- **Problem details**: Reproduce the data verbatim, starting at the line that contains "I would be grateful for your help identifying the cub's ear" and ending at the final line of the data, with both ends included.

- **Location identification entries**:
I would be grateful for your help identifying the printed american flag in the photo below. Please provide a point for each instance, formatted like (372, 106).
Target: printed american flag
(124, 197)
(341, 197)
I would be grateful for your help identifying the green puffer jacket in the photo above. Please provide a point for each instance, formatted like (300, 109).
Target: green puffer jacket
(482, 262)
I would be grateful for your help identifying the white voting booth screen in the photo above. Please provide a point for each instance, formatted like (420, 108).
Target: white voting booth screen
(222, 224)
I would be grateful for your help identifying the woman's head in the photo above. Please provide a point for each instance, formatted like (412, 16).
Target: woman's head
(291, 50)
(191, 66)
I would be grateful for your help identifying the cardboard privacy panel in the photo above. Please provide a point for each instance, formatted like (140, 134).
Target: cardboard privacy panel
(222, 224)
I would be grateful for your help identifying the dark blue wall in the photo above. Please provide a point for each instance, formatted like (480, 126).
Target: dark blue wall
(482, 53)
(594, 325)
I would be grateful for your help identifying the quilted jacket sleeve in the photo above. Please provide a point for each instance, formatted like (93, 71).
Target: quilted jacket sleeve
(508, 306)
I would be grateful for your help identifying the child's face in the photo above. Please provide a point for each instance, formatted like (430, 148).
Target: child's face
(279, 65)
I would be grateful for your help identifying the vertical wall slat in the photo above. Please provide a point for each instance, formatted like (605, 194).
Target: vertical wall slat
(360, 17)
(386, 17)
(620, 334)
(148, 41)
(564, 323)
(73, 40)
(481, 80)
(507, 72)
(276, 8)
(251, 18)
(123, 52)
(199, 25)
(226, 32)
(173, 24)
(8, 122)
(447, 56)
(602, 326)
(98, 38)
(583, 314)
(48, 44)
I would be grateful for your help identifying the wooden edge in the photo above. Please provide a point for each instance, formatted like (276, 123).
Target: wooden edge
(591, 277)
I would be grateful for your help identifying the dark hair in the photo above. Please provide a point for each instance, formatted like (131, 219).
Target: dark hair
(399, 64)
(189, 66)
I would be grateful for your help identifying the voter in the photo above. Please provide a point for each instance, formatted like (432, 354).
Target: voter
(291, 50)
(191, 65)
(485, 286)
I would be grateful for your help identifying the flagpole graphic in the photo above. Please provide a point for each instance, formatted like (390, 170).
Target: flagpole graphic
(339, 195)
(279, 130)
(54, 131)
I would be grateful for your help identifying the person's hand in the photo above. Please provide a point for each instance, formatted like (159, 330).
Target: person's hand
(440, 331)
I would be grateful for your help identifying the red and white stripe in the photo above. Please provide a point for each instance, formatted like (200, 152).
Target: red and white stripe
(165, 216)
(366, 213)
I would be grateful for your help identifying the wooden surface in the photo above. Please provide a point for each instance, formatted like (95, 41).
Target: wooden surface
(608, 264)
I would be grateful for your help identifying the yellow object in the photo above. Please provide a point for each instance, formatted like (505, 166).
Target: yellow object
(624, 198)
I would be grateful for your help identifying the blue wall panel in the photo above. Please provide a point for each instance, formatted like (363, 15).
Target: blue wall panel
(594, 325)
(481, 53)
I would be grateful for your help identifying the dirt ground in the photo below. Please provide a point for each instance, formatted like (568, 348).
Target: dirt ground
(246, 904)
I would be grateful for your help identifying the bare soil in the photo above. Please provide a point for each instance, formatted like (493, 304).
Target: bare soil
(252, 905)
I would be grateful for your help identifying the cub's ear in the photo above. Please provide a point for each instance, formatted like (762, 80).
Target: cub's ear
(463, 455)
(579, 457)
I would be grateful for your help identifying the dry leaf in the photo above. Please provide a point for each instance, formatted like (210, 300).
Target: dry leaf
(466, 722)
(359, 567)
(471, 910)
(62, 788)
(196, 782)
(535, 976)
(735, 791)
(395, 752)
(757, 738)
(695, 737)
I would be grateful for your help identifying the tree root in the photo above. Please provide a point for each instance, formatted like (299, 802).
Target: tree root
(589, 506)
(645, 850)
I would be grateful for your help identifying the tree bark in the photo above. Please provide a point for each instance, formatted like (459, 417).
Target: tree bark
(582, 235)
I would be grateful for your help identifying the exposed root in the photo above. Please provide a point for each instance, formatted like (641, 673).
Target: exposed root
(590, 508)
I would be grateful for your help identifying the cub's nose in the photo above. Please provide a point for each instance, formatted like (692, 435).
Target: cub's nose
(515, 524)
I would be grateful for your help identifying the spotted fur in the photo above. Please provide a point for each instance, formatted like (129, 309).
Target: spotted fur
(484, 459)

- **Correct result**:
I would be grateful for your help identifying the cub's ear in the photo above. Please provide a point for each instance, formatted like (762, 80).
Target: cub's ear
(463, 455)
(579, 457)
I would be grateful for your help identifying the dry leaf in the photo above. Please provide a point for each instance, formatted like (210, 300).
Target: dry leaf
(466, 722)
(359, 567)
(471, 910)
(62, 788)
(196, 782)
(535, 976)
(735, 791)
(395, 752)
(757, 738)
(695, 737)
I would be grateful for your help identifying the tree root in the photo above. Please provide a point for each instance, formatted like (299, 802).
Target: tree root
(589, 506)
(645, 850)
I would be grateful for your help identifying the tree bark in the photo above. Please provide a point for each instance, formatted like (459, 417).
Target: tree bark
(582, 235)
I would be grateful for your help identifying the exposed root in the photo above. Please provide a point for each instance, formatted like (641, 673).
Target: exposed root
(590, 508)
I would be grateful for your help identifying the cub's nose in the photo above. Please provide a point for each instance, formatted like (692, 435).
Target: cub's nose
(515, 524)
I would be grateful for your help identifying the spotted fur in the photo above. Please provide a point for each instance, formatted like (129, 309).
Target: spotted fur
(484, 459)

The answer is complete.